▸ What is being asked
Write out exactly the lines below that run from the line containing "Place one point per instance of the forest" through the last line of the records.

##### Given entries #####

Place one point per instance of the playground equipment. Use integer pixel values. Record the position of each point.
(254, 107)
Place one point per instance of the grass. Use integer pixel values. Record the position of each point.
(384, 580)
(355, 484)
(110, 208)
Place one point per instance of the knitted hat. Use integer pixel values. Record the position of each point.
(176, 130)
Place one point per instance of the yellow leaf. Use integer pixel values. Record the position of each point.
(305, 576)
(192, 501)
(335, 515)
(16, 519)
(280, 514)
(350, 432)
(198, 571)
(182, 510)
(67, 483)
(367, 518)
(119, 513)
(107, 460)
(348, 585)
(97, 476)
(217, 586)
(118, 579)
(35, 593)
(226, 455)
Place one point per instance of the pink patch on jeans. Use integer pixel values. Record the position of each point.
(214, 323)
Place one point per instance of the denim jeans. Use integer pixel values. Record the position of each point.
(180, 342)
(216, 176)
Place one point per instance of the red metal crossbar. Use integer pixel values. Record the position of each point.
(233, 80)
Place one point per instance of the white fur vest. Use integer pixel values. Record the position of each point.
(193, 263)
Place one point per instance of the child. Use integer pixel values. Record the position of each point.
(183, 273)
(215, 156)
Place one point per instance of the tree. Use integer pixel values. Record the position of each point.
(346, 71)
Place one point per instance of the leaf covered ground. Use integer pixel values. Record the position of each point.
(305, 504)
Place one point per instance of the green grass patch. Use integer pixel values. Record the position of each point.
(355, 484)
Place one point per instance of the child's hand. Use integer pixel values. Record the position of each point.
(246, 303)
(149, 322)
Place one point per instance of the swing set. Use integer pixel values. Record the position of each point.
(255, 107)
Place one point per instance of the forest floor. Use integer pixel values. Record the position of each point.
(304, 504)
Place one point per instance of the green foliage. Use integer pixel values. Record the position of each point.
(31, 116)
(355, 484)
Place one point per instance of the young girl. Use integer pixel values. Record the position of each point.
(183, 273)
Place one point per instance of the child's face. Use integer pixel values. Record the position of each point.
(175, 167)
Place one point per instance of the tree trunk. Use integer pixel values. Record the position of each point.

#####

▸ Exercise result
Place one point per instance of the forest floor. Use integer pixel values. Record the position of each point.
(304, 504)
Place one point per instance of the green foliage. Use integer pixel values. Record the position of each point.
(31, 116)
(355, 484)
Place one point per instance of the young girl. Use integer pixel values. Record the position of each point.
(183, 273)
Place one point per instance of the child's face. Use integer pixel values. Record the position of each point.
(175, 167)
Place one point per instance of the tree trunk. Use integer pixel values. Record the position of each point.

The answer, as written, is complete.